_WORK REQUIRED_
Here are some records. Copy each one exactly.

_THE INPUT_
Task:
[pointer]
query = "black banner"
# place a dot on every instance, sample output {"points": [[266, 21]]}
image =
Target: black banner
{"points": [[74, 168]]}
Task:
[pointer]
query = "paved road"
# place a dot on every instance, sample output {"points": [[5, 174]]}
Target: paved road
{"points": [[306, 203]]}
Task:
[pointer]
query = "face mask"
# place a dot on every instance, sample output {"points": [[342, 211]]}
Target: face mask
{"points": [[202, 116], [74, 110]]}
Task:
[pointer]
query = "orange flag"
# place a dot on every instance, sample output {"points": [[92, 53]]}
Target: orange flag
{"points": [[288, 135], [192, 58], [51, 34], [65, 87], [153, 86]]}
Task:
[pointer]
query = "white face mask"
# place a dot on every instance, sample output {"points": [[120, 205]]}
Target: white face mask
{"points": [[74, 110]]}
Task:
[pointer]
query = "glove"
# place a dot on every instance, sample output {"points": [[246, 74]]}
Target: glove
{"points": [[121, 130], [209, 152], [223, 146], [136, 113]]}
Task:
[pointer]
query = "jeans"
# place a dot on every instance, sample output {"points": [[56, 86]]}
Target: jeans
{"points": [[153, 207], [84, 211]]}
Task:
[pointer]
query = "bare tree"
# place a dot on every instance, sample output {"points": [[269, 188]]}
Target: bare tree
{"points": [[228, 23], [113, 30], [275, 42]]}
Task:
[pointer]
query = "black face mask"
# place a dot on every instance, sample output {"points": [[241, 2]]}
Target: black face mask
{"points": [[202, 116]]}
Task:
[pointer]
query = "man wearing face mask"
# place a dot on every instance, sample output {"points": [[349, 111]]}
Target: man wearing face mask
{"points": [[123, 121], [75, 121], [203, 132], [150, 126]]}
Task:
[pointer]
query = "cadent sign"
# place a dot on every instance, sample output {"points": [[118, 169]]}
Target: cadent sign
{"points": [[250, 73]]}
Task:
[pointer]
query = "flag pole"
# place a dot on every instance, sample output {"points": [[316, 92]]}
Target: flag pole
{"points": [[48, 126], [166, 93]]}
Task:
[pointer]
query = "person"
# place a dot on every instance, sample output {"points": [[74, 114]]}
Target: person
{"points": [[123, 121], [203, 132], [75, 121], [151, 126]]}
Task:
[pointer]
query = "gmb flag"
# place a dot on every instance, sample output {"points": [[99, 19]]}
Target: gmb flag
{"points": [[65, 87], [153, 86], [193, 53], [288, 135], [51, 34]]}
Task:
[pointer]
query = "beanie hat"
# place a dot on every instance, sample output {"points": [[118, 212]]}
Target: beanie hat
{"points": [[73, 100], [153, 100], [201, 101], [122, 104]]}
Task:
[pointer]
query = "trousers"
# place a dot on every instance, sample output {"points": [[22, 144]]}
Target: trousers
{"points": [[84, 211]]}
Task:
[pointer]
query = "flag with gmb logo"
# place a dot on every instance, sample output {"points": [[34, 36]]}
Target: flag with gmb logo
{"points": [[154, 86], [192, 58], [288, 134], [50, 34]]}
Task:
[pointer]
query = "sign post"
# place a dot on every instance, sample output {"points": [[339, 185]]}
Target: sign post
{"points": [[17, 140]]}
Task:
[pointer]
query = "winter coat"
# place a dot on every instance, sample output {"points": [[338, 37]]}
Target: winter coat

_WRITTEN RESPONSE_
Task:
[pointer]
query = "black banner"
# place a dot on every instance, sample output {"points": [[266, 21]]}
image =
Target: black banner
{"points": [[74, 168]]}
Task:
[pointer]
query = "paved road"
# place a dot on every instance, sample output {"points": [[5, 174]]}
Target: paved road
{"points": [[306, 203]]}
Task:
[pointer]
query = "face mask"
# place a dot on every instance, sample output {"points": [[342, 211]]}
Target: face mask
{"points": [[202, 116], [74, 110]]}
Task:
[pointer]
query = "orange flag"
# place a dot on every instance, sample output {"points": [[92, 53]]}
Target: orange flag
{"points": [[288, 135], [192, 58], [51, 34], [65, 87], [153, 86]]}
Task:
[pointer]
query = "white face mask"
# place a dot on every instance, sample output {"points": [[120, 205]]}
Target: white face mask
{"points": [[74, 110]]}
Task:
[pointer]
query = "glove"
# place a dot on every instance, sample output {"points": [[246, 74]]}
Target: glove
{"points": [[121, 130], [209, 152], [223, 146], [136, 113]]}
Task:
[pointer]
query = "jeans"
# place a dot on every instance, sample output {"points": [[56, 86]]}
Target: jeans
{"points": [[153, 207], [84, 211]]}
Task:
[pointer]
query = "bare tree"
# place a dot on every instance, sample output {"points": [[269, 188]]}
Target: bare tree
{"points": [[228, 23], [113, 30], [275, 42]]}
Task:
[pointer]
query = "black face mask"
# place a dot on every instance, sample output {"points": [[241, 2]]}
Target: black face mask
{"points": [[202, 116]]}
Task:
[pointer]
query = "man wearing face mask"
# place a dot on every instance, sample output {"points": [[349, 111]]}
Target: man wearing face mask
{"points": [[123, 121], [75, 121], [203, 132], [150, 126]]}
Task:
[pointer]
query = "cadent sign"
# place a dot on every instance, sample output {"points": [[118, 169]]}
Target: cadent sign
{"points": [[250, 73]]}
Task:
[pointer]
query = "flag pole"
# place a dot on every instance, sample output {"points": [[316, 92]]}
Target: flag pole
{"points": [[48, 126], [166, 93]]}
Task:
[pointer]
query = "person"
# place a dot on every instance, sample output {"points": [[74, 114]]}
Target: person
{"points": [[123, 121], [203, 132], [75, 121], [151, 126]]}
Task:
[pointer]
query = "gmb flag"
# place a dot on every instance, sample output {"points": [[99, 19]]}
Target: gmb flag
{"points": [[65, 87], [153, 86], [193, 53], [288, 135], [51, 34]]}
Task:
[pointer]
query = "beanie hat"
# place a dot on every instance, sample output {"points": [[118, 212]]}
Target: beanie hat
{"points": [[73, 100], [153, 100], [201, 101], [122, 104]]}
Task:
[pointer]
query = "trousers"
# place a dot on every instance, sample output {"points": [[22, 144]]}
Target: trousers
{"points": [[84, 211]]}
Task:
[pointer]
query = "flag with gmb logo"
# place a dot on every instance, sample output {"points": [[34, 36]]}
Target: flag with gmb logo
{"points": [[154, 86], [192, 58], [288, 134], [50, 34]]}
Task:
[pointer]
query = "sign post"
# place a dot on every instance, sample output {"points": [[339, 185]]}
Target: sign post
{"points": [[17, 140]]}
Task:
[pointer]
query = "winter coat"
# place a dot on every instance, sample output {"points": [[338, 37]]}
Target: winter coat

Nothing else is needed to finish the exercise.